About this task -> Each entry below should be restated word for word, without any picture it contains.

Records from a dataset
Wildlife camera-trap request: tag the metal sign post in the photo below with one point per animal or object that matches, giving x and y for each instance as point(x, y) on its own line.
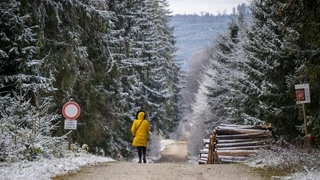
point(70, 111)
point(302, 97)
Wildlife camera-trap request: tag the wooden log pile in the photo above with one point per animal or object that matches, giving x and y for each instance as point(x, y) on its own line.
point(235, 143)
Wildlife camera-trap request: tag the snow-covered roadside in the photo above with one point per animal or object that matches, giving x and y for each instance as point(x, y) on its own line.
point(304, 161)
point(47, 168)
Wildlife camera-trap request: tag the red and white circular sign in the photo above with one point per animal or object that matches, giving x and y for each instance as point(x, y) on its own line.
point(71, 110)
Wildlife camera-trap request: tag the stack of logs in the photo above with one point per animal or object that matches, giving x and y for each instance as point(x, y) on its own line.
point(235, 143)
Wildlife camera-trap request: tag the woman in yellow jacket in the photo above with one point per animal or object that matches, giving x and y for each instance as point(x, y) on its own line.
point(140, 130)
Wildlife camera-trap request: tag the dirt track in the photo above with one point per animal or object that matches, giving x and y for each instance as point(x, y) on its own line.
point(172, 166)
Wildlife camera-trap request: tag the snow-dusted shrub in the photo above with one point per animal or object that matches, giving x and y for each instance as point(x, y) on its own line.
point(26, 129)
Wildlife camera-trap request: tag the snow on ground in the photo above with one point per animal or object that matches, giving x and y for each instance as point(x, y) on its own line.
point(47, 168)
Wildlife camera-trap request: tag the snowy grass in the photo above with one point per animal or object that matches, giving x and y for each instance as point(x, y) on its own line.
point(290, 161)
point(47, 168)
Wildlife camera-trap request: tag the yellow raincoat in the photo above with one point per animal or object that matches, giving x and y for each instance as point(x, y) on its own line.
point(140, 133)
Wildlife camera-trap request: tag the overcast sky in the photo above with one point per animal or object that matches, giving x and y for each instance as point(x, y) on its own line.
point(198, 6)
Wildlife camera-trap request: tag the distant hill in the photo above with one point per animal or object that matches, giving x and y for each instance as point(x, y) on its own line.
point(194, 32)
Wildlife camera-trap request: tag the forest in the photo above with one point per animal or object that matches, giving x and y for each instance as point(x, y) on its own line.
point(111, 57)
point(116, 57)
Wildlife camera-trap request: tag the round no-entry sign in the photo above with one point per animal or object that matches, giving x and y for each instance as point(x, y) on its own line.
point(71, 110)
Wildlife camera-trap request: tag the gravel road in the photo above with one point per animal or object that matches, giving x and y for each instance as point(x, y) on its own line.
point(172, 166)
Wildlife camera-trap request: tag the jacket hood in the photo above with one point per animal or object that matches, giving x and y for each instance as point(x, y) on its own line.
point(141, 116)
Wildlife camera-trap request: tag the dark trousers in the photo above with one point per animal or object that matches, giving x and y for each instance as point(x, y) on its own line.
point(142, 152)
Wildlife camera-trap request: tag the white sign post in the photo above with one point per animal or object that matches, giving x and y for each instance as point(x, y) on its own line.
point(70, 124)
point(302, 97)
point(70, 111)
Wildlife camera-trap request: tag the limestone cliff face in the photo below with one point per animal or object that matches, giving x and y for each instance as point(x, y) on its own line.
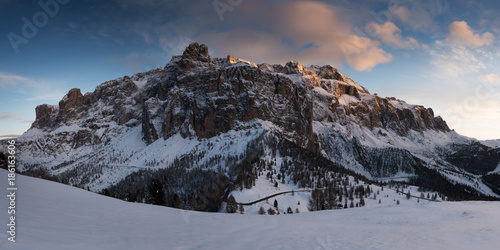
point(200, 96)
point(123, 124)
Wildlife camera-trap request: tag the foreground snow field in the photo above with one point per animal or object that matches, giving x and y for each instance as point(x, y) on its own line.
point(56, 216)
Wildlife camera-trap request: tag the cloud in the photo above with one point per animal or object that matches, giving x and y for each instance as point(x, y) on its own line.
point(306, 31)
point(9, 80)
point(401, 12)
point(363, 53)
point(2, 137)
point(13, 116)
point(7, 115)
point(453, 61)
point(420, 14)
point(491, 78)
point(390, 34)
point(462, 33)
point(35, 89)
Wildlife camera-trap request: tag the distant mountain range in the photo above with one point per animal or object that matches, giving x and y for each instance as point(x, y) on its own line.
point(225, 121)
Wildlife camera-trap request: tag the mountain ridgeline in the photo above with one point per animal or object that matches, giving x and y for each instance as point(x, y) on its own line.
point(227, 121)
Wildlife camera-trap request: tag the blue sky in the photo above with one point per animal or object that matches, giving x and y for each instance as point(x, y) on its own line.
point(440, 54)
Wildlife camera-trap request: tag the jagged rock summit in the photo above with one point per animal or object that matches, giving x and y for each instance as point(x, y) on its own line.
point(212, 110)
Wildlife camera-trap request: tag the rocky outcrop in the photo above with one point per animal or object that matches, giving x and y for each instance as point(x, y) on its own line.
point(200, 96)
point(196, 97)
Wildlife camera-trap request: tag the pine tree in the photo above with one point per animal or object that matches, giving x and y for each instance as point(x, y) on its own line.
point(271, 211)
point(262, 211)
point(156, 194)
point(231, 206)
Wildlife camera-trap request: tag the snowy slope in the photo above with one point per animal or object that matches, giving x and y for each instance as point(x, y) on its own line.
point(56, 216)
point(492, 143)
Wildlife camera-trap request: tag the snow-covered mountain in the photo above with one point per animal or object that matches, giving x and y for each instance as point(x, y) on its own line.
point(229, 122)
point(54, 216)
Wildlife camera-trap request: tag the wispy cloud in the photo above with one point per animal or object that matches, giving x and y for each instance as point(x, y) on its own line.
point(13, 117)
point(7, 115)
point(491, 78)
point(9, 136)
point(462, 33)
point(390, 34)
point(34, 90)
point(307, 31)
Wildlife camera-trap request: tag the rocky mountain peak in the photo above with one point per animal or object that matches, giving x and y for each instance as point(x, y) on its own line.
point(182, 112)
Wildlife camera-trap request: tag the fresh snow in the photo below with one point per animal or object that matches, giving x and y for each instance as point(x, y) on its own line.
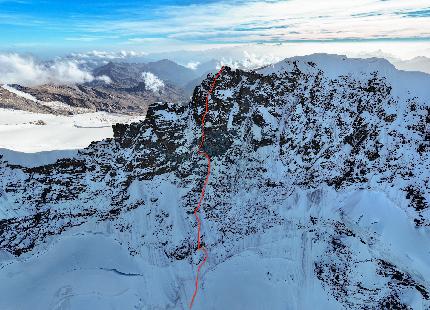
point(23, 131)
point(55, 105)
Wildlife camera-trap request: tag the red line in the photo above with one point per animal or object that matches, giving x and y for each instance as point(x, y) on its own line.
point(202, 195)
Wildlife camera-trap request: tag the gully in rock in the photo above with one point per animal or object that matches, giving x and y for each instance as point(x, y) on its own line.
point(202, 195)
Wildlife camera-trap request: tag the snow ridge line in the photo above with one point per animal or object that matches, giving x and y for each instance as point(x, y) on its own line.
point(202, 195)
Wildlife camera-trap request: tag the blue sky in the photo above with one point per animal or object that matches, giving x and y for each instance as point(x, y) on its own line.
point(164, 25)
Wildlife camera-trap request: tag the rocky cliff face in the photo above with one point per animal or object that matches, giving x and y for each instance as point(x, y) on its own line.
point(319, 194)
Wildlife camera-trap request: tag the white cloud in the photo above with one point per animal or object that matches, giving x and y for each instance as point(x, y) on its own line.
point(277, 21)
point(152, 82)
point(250, 61)
point(107, 54)
point(17, 69)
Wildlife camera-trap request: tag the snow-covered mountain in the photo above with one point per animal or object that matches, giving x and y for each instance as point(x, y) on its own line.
point(318, 199)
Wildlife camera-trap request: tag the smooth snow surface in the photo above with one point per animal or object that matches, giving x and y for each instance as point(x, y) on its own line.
point(19, 130)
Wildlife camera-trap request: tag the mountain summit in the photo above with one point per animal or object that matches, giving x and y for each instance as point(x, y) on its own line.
point(319, 194)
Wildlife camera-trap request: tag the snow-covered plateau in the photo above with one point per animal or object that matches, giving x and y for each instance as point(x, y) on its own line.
point(318, 199)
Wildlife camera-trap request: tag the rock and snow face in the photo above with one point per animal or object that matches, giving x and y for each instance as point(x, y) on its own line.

Result for this exercise ->
Wildlife camera-trap request: tag the metal sign post in the photo below with one point per animal or object that matches, giving x and y for each instance as point(x, y) on its own line.
point(70, 111)
point(302, 97)
Wildlife camera-trap request: tag the wooden log pile in the photo above with one point per animal or object that matches, giving x and y for each instance as point(x, y) on its own line.
point(235, 143)
Wildlife camera-trap request: tag the snow-covered roadside in the photo above with one point per animal or object that matches, giving x and y for each instance as point(x, y) on its own line.
point(304, 161)
point(47, 168)
Wildlife camera-trap request: tag the red and white circular sign in the photo above with one point per animal or object that matches, giving x and y for each instance as point(x, y) on its own line.
point(71, 110)
Wildlife camera-trap request: tag the stack of logs in the photo above with one point per animal or object that matches, giving x and y for each instance as point(x, y) on its own line.
point(235, 143)
Wildlife camera-trap request: tag the woman in yellow jacket in the photo above with one point per animal or object that matches, giving x and y for each instance as point(x, y) on its own line.
point(140, 130)
Wildlife camera-trap request: tag the dirt track in the photo above with one point per animal or object that matches, giving x and y for each instance as point(x, y) on its own line.
point(172, 166)
Wildlife camera-trap request: tag the snow-dusted shrub in the photo above with one point per animal or object that matches, giving x and y for each instance as point(x, y) on its own line.
point(26, 129)
Wildlife camera-trap request: tag the snow on ground in the photo above with one point per animal or object that matches, giving x and y for each instance as point(x, y) on its own line.
point(47, 168)
Wildlife camera-trap request: tag the snowy grass in the photo above with one point per animal or object that matches, giving x and y for each instance as point(x, y) on its own line.
point(290, 161)
point(47, 168)
Wildlife camera-trap request: tag the yellow raincoat in the photo above with one point per animal or object that matches, giving x and y for each instance as point(x, y) on its own line.
point(140, 133)
Wildlife camera-trap request: tag the overcast sky in the photo above with one point per animal or object that matches, giving x and y for each instance as point(x, y) on its own line.
point(198, 6)
Wildlife camera-trap request: tag the distant hill in the photo above with one point per animal or object that matches, giving x and y for each instance as point(x, y) on its own line.
point(194, 32)
Wildlife camera-trap request: tag the forest in the photo above with one point per animal or object that matches, giving x and y for each instance as point(x, y) on its own line.
point(111, 57)
point(116, 57)
Wildlife camera-trap request: tag the round no-entry sign in the photo above with one point per animal or object that matches, giving x and y for each instance as point(x, y) on its own line.
point(71, 110)
Wildlife camera-trap request: tag the gravel road in the photo above with one point per animal or object that matches, giving x and y for each instance as point(x, y) on its own line.
point(172, 166)
Wildlife camera-trap request: tag the jacket hood in the photo above with one point per animal or object that matches, giving x and y for each instance as point(x, y) on its own line.
point(141, 116)
Wildlife camera-trap request: tag the dark trousers in the photo above with one point per animal or object that matches, giving x and y for each instance as point(x, y) on its own line.
point(142, 152)
Wildlife camera-trap request: tag the white sign post in the photo above with one point per animal or object that matches, giving x and y for each instance as point(x, y) on its own line.
point(70, 124)
point(302, 97)
point(70, 111)
Wildlife camera-trap request: tag the limestone cliff face in the photo below with one point per animal or object that matches, giving x and y for each instance as point(x, y) on its own line.
point(200, 96)
point(123, 124)
Wildlife camera-trap request: tag the foreground snow field in the photo above with one point per animal or object that matches, giving x and y for each instance as point(x, y) on its own line.
point(56, 216)
Wildlife camera-trap request: tag the cloud in the photo above with one point per animal or object that matches, giving x and y for each instance as point(x, y) on its own line.
point(306, 31)
point(9, 80)
point(401, 12)
point(363, 53)
point(2, 137)
point(13, 116)
point(7, 115)
point(453, 61)
point(420, 14)
point(491, 78)
point(390, 34)
point(462, 33)
point(35, 89)
Wildlife camera-trap request: tag the distant mountain range in the photo above with one point per animal or object that matches, giving x and y for each instance as point(x, y) on its own line.
point(225, 121)
Wildlife camera-trap request: tag the mountain ridgeline in the photo above with one point per animal or object that matches, giving x and y for each instance as point(x, y) on its own line.
point(227, 121)
Wildlife camera-trap request: tag the blue sky in the photo above with one point per animal or object that matches, giving x and y for each instance as point(x, y) on its own line.
point(440, 54)
Wildlife camera-trap request: tag the jagged rock summit in the photo above with one point per animal or object that matches, giving x and y for each instance as point(x, y) on its own line.
point(212, 110)
Wildlife camera-trap request: tag the rocky outcrop in the photo above with one point per animal or object that matches, giving x and y for each instance as point(x, y) on its own line.
point(200, 96)
point(196, 97)
Wildlife camera-trap request: tag the pine tree in the photo above with one point per animal or object that matches, giving x and y for each instance as point(x, y) on its own line.
point(271, 211)
point(262, 211)
point(156, 194)
point(231, 206)
Wildlife camera-trap request: tag the snowy slope in the photo above with one point per animal or object that matches, giving x and y for each instance as point(x, y) on its own line.
point(56, 216)
point(492, 143)
Wildlife camera-trap request: tag the snow-covered mountain in the photo above with one point per animal or object that matches, giving x and y for each instance as point(x, y) on its own line.
point(229, 122)
point(54, 216)
Wildlife camera-trap request: tag the wispy cloud in the photo above with one point per animal or object that matches, giving x and y for each instance as point(x, y) on its own line.
point(13, 117)
point(7, 115)
point(491, 78)
point(9, 136)
point(462, 33)
point(390, 34)
point(34, 90)
point(307, 31)
Wildlife camera-trap request: tag the rocky mountain peak in the photo above with one point per animal or object that matches, giving x and y for each instance as point(x, y) on its own line.
point(182, 112)
Wildlife camera-trap request: tag the fresh snow in the photo below with one point per animal or object that matches, giving x and y for each instance as point(x, y) on its own line.
point(23, 131)
point(55, 105)
Wildlife camera-trap request: tag the red line in the photo above with one point per animal or object that matches, giving x and y for each instance as point(x, y) on its own line.
point(202, 195)
Wildlife camera-trap request: tag the gully in rock in the photo above with one point per animal or object that matches, giving x and y for each instance as point(x, y) on its own line.
point(202, 195)
Wildlife camera-trap request: tag the snow ridge line in the photo above with one point per animal or object that matches, giving x and y for each instance as point(x, y) on its own line.
point(202, 195)
Wildlife camera-trap request: tag the blue sky in the photo above with one point per animal or object that matches, giving x and y for each instance as point(x, y) on its own line.
point(164, 25)
Wildlife camera-trap request: tag the rocky cliff face in the photo above with one point per animal or object that matches, giving x and y for each instance as point(x, y) on its own line.
point(319, 194)
Wildlife camera-trap request: tag the white cloud in the photo above with one point per animal or object that matches, giving x and y for each instance as point(x, y) on its own line.
point(277, 21)
point(152, 82)
point(250, 61)
point(107, 54)
point(17, 69)
Wildlife camera-trap request: tag the snow-covered mountain in the photo above with one point per animal or object that matches, giving x and y for each instance as point(x, y) on its own line.
point(318, 199)
Wildlife camera-trap request: tag the smooth snow surface in the photo above with one point per animal or object that matches, giving x and y for each instance as point(x, y) on its own line.
point(19, 130)
Wildlife camera-trap request: tag the mountain summit in the photo above with one point per animal or object that matches, giving x and y for each instance as point(x, y) on its own line.
point(319, 194)
Wildlife camera-trap request: tag the snow-covered plateau in the photo above with one point per animal or object that matches, giving x and y for each instance as point(x, y) on its own line.
point(318, 199)
Wildlife camera-trap request: tag the rock and snow face in the photo above with one point per animal or object that matches, giving x and y for each instance as point(x, y) on its own line.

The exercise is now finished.